**Lista de tarefas**
A - Responda às perguntas abaixo com base no trecho sobre São João del-Rei:
(i) Em que ano nasceu o Arraial Novo de Nossa Senhora do Pilar do Rio das Mortes?
(ii) Em que ano as trilhas abertas pelo ouro viraram ruas da Vila de São João del-Rei?
(iii) Entre que anos viveu o escritor que recolheu as lendas?
B - Diga se cada afirmação concorda com o trecho sobre São João del-Rei. Responda sim ou não e cite as palavras do trecho que decidem a questão.
(i) O ouro do solo são-joanense nunca se esgotou.
(ii) O espetáculo Lendas São-Joanenses é itinerante.
(iii) O escritor que recolheu as lendas viveu somente em São João del-Rei.
C - Segundo o trecho sobre São João del-Rei, por que o garimpeiro vendeu a alma ao senhor das trevas? Responda em uma a três frases.

**Seção do documento**
- - - - - - -

Quando nasceu o Arraial Novo de Nossa Senhora do Pilar do Rio das Mortes, em 1704, o ouro brotava à flor da terra, às margens do riacho e nos cocurutos da Serra do Lenheiro, entre cascalhos, quartzos e raízes, abrindo trilhas que, pouco tempo depois, em 1713, viraram ruas da nascente e fulgurante Vila de São João del-Rei.
Metal precioso, o ouro esgotou-se. Mas do solo são-joanense continuou brotando outro ouro, ainda mais brilhante, fino e precioso: um povo cuja alma é iluminada pela fé, pela arte, pelo saber e pela cultura. Duvida?
Quem percorre, nas noites de sábado, entre telhados, lampiões, sinos e torres, os largos, becos e ruelas, igrejas e cemitérios do centro histórico de São João del-Rei, acompanhando o espetáculo itinerante Lendas São-Joanenses, não imagina que a estória fantástica do menino perdido que foi devolvido à família por Nossa Senhora, do defunto que o diabo levou para o nunca mais, da mãe morta que voltou ao mundo a pedir comunhão para o filho agonizante, da bisbilhoteira castigada meia-madrugada durante uma Encomendação de Almas, da viúva piedosa que assistiu a uma missa do outro mundo e morreu ao ver que já estava lá, do devasso que deitou, deleitou-se e dormiu com uma mulher fatal e acordou sobre uma cova fria no Cemitério do Carmo, do garimpeiro que vendeu a alma ao senhor das trevas em troca de ouro, não imagina que tudo isto foi recolhido e elaborado por um escritor são-joanense importante, que viveu de 1894 até 1969, entre São João del-Rei e duas outras importantes capitais brasileiras.

- - - - - - -

**Registros armazenados**
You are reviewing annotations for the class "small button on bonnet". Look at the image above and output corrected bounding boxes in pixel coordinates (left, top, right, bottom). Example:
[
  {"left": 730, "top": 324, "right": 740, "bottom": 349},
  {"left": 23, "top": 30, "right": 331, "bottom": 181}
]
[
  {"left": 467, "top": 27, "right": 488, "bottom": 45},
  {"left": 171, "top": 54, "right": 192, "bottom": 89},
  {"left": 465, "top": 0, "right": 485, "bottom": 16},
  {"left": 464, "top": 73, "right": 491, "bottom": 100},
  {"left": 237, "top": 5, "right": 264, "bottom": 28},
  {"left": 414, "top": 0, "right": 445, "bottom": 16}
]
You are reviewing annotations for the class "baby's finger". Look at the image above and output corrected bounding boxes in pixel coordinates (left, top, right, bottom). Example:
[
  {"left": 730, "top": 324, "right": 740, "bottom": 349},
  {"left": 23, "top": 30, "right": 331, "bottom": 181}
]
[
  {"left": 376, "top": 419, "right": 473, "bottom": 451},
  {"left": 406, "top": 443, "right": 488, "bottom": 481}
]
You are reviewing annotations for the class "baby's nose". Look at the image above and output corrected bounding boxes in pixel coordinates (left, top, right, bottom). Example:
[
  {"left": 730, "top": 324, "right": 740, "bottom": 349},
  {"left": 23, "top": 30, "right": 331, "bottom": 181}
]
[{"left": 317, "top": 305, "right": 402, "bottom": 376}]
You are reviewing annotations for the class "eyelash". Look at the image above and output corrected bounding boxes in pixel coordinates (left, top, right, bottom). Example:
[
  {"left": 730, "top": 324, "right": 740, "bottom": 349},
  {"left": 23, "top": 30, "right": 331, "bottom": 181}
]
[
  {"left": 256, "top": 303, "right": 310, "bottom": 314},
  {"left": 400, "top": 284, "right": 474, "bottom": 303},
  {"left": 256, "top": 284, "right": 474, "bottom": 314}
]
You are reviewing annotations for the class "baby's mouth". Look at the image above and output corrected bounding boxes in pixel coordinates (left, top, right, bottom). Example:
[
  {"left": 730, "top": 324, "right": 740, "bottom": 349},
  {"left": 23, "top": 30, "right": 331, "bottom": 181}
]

- - - - - - -

**Respostas às tarefas**
A -
(i) Em 1704.
(ii) Em 1713.
(iii) De 1894 até 1969.

B -
(i) Não: "Metal precioso, o ouro esgotou-se."
(ii) Sim: "acompanhando o espetáculo itinerante Lendas São-Joanenses"
(iii) Não: "entre São João del-Rei e duas outras importantes capitais brasileiras"

C - O garimpeiro vendeu a alma ao senhor das trevas em troca de ouro.